* EXERCISE DESCRIPTION *
Update the material from the line containing "neck in the photo above." through the final line: replace "Target" with "Label" and keep everything else the same. Return only those lines.

* DATASET ROWS *
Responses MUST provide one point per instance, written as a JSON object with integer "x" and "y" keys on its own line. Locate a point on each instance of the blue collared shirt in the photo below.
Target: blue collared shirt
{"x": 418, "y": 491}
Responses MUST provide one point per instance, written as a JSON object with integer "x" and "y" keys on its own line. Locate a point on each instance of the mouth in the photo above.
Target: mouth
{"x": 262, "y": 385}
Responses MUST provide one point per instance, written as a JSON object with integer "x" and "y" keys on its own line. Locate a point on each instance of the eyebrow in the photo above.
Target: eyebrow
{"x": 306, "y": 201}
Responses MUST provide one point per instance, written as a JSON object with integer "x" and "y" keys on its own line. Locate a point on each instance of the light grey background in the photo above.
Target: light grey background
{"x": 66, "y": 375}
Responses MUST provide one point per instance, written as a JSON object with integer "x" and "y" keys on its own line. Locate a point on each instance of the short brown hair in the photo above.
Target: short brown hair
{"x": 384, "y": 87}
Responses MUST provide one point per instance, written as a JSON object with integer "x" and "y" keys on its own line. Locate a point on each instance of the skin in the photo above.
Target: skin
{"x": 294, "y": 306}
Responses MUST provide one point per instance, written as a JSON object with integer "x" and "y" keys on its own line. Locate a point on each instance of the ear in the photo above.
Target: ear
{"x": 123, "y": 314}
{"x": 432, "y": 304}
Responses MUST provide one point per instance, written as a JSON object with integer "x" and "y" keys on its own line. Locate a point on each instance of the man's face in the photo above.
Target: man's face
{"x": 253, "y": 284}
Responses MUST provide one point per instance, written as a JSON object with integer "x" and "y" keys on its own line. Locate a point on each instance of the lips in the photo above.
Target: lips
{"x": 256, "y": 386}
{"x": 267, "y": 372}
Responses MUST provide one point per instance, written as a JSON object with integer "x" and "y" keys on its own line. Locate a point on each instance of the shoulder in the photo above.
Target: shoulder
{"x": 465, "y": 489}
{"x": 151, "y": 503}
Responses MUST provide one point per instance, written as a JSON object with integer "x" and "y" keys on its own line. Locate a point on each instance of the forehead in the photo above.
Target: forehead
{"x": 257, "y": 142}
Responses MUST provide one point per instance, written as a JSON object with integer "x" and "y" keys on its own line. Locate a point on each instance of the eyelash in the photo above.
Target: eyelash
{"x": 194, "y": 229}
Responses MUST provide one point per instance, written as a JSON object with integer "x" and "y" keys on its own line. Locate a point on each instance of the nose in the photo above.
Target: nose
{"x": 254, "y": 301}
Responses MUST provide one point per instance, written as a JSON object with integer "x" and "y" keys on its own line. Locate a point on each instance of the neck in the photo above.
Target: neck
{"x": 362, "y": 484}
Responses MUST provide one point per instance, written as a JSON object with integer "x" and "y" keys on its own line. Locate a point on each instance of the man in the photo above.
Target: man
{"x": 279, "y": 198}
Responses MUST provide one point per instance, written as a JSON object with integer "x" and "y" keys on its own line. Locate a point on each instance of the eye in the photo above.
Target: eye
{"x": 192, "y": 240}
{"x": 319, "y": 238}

* SOLVED PROBLEM *
Responses MUST provide one point per instance, written as a JSON object with integer "x" and "y" keys on its own line. Locate a point on each instance of the neck in the photo above.
Label: neck
{"x": 362, "y": 484}
Responses MUST provide one point per instance, written as a JSON object with integer "x" and "y" keys on its own line. Locate a point on each instance of the man in the photo above.
Label: man
{"x": 279, "y": 198}
Responses MUST provide one point per instance, written as a JSON object with integer "x" and "y" keys on its own line. Locate a point on each instance of the eye in the photo above.
Label: eye
{"x": 192, "y": 240}
{"x": 319, "y": 238}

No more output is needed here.